The gyroplane I fly has very little tendency to roll under power at any airspeed or disk loading and it may be because of the tall tail. I still am careful about the power at the top of a climb when the controls seem a little vague. I don’t know what would happen at the top of a zoom climb with full power because this is something I was taught not to do.

In my opinion, accelerating the mass of the drive train with a rapid application of power has a transitory effect but it generally doesn’t last long enough to cause a loss of control.

I feel that if you had control inputs in the direction of the roll it would exacerbate this condition.

I have been told that a torque roll in a fixed wing happens in particularly powerful aircraft when full power is applied before there is sufficient power in the flying surfaces to resist the torque. The P51 had a reputation for torque roll on takeoff and it is rumored that the first prototype was destroyed by the second pilot in this manner.

Thank you, Vance

Doug Riley
11-23-2009, 07:22 AM
It is possible to design a gyro that will not do a torque roll, even with the rotor at zero angle of attack (=zero G). The problem has been known since the Cierva era.

Since the problem is so well known, no one should be putting a "consumer"* gyro on the market that can execute a torque roll. Aircraft that exhibit this tendency in testing should be re-designed with appropriate immersed aerodynamic surfaces to provide an anti-torque moment. In pushers, these surfaces can be tall tails or full-span H-stabs, in either case possibly with different incidences on each half-span panel. On tractors, short wings immersed in the prop wash, with differential incidence, might also help.

* By "consumer" gyro, I mean one that is marketed, with the foreign equivalent of a type certificate, to buy-and-fly pilots.

C. Beaty
11-23-2009, 07:51 AM
From “Cierva Autogiros” by Peter W. Brooks:

“Pitcairns reached the conclusion that the contra propeller complication was unnecessary. At NACA suggestion, tests were also made with fixed contra-propeller surfaces, mounted at the correct angle just aft of the single airscrew disc. These were intended to straighten out the slipstream and provide torque condensation. It was concluded, however, that this could be best achieved with a single propeller and the right size and differential setting of the trailing-edge tabs on horizontal tail surfaces. The latter were, in fact, modified from those originally fitted to the PA-22. This confirmed the results of earlier tests on the PA-22. Contra-propellers were therefore not incorporated in the design of the later PA-36.”

• _USING THE INFORMATION_:
#1 Can you reproduce, word for word, everything in the gyroplane torque-roll discussion from "Since the problem" down to "might also help."?
#2 How would the gyroplane torque-roll discussion carry on after its final line? Write the next part.

• _AVAILABLE DATA_:
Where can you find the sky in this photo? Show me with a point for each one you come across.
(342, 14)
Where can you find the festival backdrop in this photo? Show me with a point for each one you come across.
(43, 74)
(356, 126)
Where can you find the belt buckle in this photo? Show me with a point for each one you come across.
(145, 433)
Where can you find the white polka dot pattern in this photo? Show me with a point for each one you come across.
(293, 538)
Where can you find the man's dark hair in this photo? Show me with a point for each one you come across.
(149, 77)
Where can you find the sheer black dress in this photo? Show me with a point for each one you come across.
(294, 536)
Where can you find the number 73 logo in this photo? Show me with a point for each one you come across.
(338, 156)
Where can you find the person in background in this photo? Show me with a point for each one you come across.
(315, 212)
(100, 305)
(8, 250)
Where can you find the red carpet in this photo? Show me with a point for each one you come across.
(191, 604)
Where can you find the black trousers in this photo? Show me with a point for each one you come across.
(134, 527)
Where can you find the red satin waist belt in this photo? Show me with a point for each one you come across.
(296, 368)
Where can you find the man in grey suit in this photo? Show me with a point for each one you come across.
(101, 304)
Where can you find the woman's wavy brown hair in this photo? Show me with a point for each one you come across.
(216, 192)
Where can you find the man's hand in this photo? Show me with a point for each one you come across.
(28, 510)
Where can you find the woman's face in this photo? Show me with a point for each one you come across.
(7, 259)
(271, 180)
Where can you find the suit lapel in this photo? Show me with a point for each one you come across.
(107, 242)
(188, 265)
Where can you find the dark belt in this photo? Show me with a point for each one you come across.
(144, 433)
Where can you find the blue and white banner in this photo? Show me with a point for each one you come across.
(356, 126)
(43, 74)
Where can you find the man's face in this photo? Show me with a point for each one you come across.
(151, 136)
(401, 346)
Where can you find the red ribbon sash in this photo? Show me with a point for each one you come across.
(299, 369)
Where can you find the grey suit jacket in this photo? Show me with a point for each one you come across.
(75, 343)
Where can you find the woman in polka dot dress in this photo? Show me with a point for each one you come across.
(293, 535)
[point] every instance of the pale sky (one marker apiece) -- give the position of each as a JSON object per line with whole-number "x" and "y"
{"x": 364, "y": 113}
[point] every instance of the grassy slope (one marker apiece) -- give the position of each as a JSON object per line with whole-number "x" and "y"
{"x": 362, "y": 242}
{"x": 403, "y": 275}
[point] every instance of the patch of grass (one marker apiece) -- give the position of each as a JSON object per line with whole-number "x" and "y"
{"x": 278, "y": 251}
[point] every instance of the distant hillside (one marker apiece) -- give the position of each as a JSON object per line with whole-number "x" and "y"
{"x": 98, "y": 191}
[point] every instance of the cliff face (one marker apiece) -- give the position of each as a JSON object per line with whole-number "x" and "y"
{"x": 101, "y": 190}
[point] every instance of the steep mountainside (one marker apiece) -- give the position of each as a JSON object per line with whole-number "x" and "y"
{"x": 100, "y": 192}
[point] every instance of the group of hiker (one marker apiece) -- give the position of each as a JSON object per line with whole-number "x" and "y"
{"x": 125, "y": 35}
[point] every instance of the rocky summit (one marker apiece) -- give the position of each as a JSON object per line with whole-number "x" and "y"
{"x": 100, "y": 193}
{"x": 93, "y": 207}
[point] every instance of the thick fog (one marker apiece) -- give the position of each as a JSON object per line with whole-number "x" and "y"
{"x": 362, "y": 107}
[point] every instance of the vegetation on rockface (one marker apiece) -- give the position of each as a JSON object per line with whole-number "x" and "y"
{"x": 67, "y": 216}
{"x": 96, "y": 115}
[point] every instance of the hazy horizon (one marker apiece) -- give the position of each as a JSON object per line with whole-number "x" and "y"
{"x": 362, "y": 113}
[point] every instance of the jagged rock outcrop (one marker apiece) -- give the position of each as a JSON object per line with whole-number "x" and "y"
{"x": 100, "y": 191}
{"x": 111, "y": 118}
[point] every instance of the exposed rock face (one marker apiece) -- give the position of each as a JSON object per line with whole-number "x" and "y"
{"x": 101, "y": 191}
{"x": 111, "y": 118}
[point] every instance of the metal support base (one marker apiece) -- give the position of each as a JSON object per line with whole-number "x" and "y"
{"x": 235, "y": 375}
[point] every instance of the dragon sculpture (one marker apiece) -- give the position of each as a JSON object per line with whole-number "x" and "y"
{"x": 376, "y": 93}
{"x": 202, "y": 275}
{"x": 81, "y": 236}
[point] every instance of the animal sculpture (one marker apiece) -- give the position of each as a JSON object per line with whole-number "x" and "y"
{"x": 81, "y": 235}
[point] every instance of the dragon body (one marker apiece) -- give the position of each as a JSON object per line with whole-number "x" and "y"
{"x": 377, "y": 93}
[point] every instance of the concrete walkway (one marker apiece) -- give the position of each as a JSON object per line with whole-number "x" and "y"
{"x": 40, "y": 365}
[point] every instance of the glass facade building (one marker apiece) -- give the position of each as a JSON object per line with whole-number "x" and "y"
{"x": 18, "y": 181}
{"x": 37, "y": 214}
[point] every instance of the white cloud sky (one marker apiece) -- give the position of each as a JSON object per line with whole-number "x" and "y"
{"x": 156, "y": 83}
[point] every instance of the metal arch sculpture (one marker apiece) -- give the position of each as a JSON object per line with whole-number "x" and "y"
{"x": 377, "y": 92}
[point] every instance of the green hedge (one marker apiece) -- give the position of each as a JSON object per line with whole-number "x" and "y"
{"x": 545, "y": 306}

• _PER-TASK OUTPUTS_:
#1
Since the problem is so well known, no one should be putting a "consumer"* gyro on the market that can execute a torque roll. Aircraft that exhibit this tendency in testing should be re-designed with appropriate immersed aerodynamic surfaces to provide an anti-torque moment. In pushers, these surfaces can be tall tails or full-span H-stabs, in either case possibly with different incidences on each half-span panel. On tractors, short wings immersed in the prop wash, with differential incidence, might also help.

#2
Here’s a Pitcairn AC-35 with fixed flow straightening vanes behind the propeller. Looks like a catfish.

quadrirotor
11-23-2009, 10:53 AM
From “Cierva Autogiros” by Peter W. Brooks:

“Pitcairns reached the conclusion that the contra propeller complication was unnecessary. At NACA suggestion, tests were also made with fixed contra-propeller surfaces, mounted at the correct angle just aft of the single airscrew disc. These were intended to straighten out the slipstream and provide torque condensation. It was concluded, however, that this could be best achieved with a single propeller and the right size and differential setting of the trailing-edge tabs on horizontal tail surfaces. The latter were, in fact, modified from those originally fitted to the PA-22. This confirmed the results of earlier tests on the PA-22. Contra-propellers were therefore not incorporated in the design of the later PA-36.”


Good for PA-22 but Stupidities for aircraft with pendulum effect, like gyros!
There is no substitute to contra propellers!
-No engine torque...
-No gyroscopic torque...
-No differential thrust vs angle of airframe...

And don't tell me that training can be a good substitute!... :(

GyroCFI
11-23-2009, 10:54 AM
Doesn't a gearbox cancel out torque roll to some degree?

Vance
11-23-2009, 11:00 AM
Good for PA-22 but Stupidities for aircraft with pendulum effect, like gyros!
There is no substitute to contra propellers!
-No engine torque...
-No gyroscopic torque...
-No differential thrust vs angle of airframe...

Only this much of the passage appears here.